In [2]:
import matplotlib as mpl
import matplotlib.pyplot as plt
import numpy as np
import scipy.stats
from tabulate import tabulate

mpl.style.use("fivethirtyeight")

## 1.

(a) First, note that

$$
\left(n-1\right)S_{n}^{2}=\sum_{i}\left(X_{i}-\overline{X}\right)^{2}=\sum_{i}\left(X_{i}^{2}-2X_{i}\overline{X}+\overline{X}^{2}\right)=\left(\sum_{i}X_{i}^{2}\right)-n\overline{X}^{2}.
$$

Moreover,

$$
\overline{X}^{2}=\frac{1}{n^{2}}\left(\sum_{i}X_{i}^{2}+2\sum_{i<j}X_{i}X_{j}\right)
$$

and hence

$$
n\mathbb{E}\left[\overline{X}^{2}\right]=\mathbb{E}\left[X_{1}^{2}\right]+\left(n-1\right)\mathbb{E}X_{1}\mathbb{E}X_{2}=n\mu^{2}+\sigma^{2}.
$$

It follows that

$$
\left(n-1\right)\mathbb{E}\left[S_{n}^{2}\right]=n\mathbb{E}\left[X_{1}^{2}\right]-n\mathbb{E}\left[\overline{X}^{2}\right]=\left(n-1\right)\sigma^{2},
$$

as desired.

(b) By the above,

$$
S_{n}^{2}=\frac{n}{n-1}\left[\frac{1}{n}\left(\sum_{i}X_{i}^{2}\right)-\overline{X}^{2}\right].
$$

Then, using the weak law of large numbers (WLLN) and properties of pairs of sequence which convergence in probability, we obtain the desired result in a few steps:

1. By the WLLN, $\frac{1}{n}\sum_{i}X_{i}^{2}\xrightarrow{P}\mathbb{E}[X_{1}^{2}]=\mu^{2}+\sigma^{2}$ and $\overline{X}\xrightarrow{P}\mathbb{E}X_{1}=\mu$.
2. By Theorem 5.5(g), $\overline{X}^{2}\xrightarrow{P}\mu^{2}$.
3. By Theorem 5.5(a), $\frac{1}{n}\sum_{i}X_{i}^{2}-\overline{X}^{2}\xrightarrow{P}\sigma^{2}$.
4. Finally, by Theorem 5.5(d), $S_{n}^{2}\xrightarrow{P}\sigma^{2}$.

STATED TASK: Rewrite the statistics solution, beginning at "It follows that" and stopping after "as desired.", and swap "desired" for "claimed".

DATA SECTION:
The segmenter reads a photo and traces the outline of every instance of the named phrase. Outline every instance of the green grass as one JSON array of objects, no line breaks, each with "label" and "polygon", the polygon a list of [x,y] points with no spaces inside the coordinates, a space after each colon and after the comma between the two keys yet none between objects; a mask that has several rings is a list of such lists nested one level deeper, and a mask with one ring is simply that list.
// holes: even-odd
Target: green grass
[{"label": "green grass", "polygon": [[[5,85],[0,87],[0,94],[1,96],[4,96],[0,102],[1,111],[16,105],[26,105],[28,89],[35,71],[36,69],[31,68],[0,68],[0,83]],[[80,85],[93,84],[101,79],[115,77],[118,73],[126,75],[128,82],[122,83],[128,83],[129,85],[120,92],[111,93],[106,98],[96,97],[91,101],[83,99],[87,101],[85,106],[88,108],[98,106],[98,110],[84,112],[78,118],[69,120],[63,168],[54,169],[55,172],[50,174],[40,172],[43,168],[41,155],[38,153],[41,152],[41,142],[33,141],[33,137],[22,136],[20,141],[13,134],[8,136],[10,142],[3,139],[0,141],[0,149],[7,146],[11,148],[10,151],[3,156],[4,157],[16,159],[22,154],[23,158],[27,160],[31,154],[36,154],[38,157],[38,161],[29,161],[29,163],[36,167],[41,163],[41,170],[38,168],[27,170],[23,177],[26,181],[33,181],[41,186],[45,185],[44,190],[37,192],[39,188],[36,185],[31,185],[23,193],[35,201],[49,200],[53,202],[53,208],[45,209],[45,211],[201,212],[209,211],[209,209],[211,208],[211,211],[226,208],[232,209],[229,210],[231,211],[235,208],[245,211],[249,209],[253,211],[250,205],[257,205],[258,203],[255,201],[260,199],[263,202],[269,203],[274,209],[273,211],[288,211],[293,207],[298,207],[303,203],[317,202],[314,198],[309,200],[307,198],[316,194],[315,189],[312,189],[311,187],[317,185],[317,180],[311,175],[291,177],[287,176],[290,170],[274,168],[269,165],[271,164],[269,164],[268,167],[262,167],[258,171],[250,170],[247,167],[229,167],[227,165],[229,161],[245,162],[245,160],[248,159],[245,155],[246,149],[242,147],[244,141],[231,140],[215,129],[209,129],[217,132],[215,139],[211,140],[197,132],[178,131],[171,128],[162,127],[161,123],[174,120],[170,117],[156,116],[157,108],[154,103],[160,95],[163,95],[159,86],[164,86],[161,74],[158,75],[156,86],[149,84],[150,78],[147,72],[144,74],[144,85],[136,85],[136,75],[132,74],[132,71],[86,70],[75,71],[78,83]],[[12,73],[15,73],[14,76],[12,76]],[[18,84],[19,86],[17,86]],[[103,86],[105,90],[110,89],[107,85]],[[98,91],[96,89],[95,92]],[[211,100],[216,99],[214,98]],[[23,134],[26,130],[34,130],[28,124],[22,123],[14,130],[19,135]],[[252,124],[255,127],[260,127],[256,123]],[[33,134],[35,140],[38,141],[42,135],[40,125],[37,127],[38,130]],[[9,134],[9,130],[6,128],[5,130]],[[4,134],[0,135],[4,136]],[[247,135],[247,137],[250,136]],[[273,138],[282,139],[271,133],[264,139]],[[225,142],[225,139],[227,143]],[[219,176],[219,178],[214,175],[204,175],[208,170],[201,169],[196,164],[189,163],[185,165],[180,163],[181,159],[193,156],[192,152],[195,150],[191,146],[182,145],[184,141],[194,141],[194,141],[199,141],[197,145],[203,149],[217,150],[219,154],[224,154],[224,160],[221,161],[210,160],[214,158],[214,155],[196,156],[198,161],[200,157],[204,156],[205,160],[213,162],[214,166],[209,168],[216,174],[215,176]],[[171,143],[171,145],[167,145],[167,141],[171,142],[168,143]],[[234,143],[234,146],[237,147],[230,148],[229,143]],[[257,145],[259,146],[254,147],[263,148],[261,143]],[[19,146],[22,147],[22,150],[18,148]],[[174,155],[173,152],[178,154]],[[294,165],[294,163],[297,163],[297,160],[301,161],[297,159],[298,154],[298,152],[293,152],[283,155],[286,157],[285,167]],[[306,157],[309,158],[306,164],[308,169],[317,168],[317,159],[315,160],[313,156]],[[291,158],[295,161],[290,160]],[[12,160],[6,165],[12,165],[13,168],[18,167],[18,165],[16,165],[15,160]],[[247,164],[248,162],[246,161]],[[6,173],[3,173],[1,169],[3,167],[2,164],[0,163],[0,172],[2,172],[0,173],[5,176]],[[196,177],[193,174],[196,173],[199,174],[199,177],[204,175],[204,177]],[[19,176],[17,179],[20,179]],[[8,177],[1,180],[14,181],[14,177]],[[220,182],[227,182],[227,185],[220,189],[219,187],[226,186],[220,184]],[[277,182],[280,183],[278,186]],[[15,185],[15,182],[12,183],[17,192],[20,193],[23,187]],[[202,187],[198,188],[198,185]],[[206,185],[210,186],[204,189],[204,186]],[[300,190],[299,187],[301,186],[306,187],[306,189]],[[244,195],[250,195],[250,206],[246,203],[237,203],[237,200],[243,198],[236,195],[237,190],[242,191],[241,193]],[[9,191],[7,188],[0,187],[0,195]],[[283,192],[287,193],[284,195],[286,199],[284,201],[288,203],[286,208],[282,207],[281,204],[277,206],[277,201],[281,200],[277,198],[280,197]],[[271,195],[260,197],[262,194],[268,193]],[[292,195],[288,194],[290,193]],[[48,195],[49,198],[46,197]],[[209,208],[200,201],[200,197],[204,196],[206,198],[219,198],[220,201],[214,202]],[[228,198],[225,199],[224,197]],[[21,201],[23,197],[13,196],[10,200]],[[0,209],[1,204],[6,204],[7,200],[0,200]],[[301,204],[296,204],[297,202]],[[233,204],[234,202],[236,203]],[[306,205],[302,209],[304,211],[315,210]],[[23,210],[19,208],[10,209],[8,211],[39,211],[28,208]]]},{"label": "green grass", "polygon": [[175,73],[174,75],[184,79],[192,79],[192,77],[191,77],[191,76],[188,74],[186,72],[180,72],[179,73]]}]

TASK RESULT:
It follows that

$$
\left(n-1\right)\mathbb{E}\left[S_{n}^{2}\right]=n\mathbb{E}\left[X_{1}^{2}\right]-n\mathbb{E}\left[\overline{X}^{2}\right]=\left(n-1\right)\sigma^{2},
$$

as claimed.